EXERCISE OBJECTIVE:
Put the lines below into a numbered list, leaving out any blank lines.

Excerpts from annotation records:
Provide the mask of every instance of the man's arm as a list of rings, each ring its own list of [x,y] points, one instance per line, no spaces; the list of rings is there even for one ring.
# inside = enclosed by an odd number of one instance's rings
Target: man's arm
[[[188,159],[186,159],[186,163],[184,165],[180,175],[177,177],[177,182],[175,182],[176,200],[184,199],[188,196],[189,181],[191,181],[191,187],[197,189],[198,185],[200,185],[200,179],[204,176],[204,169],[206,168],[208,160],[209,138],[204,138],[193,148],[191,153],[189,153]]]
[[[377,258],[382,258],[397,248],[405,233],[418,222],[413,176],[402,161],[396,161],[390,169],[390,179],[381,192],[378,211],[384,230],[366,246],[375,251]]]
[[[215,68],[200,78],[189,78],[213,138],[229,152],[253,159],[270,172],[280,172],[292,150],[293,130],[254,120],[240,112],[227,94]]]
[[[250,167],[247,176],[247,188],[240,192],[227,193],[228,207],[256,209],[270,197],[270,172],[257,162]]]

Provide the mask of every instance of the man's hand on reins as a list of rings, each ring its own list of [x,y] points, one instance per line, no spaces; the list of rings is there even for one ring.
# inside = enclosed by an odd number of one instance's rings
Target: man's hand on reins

SOLUTION TO THIS PROBLEM:
1. Provide the mask of every instance of the man's arm as a list of rings, each ring its own list of [x,y] points, one instance per line, no spaces; the list of rings is there even for one ring.
2. # inside = enclosed by an odd number of one instance's rings
3. Target: man's arm
4. [[[188,159],[186,159],[186,163],[184,165],[180,175],[177,177],[177,182],[175,182],[176,200],[184,199],[188,196],[189,181],[191,181],[191,187],[197,189],[198,185],[200,185],[200,179],[204,176],[204,169],[206,168],[208,160],[209,138],[204,138],[193,148],[191,153],[189,153]]]
5. [[[377,258],[382,258],[397,248],[405,233],[418,222],[413,176],[402,161],[396,161],[390,169],[390,179],[381,192],[378,211],[384,230],[366,246],[375,251]]]
6. [[[215,68],[200,78],[189,78],[213,138],[229,152],[253,159],[270,172],[280,172],[292,150],[293,130],[254,120],[240,112],[227,94]]]
7. [[[250,167],[247,176],[247,188],[240,192],[227,193],[228,207],[256,209],[270,197],[270,172],[257,162]]]
8. Provide the mask of every instance of the man's hand on reins as a list of rings, each ring its own list of [x,y] points, one instance per line, no spaces; the list of rings is there even for one ring.
9. # inside = enclosed by an odd number of one instance's rings
10. Target: man's hand on reins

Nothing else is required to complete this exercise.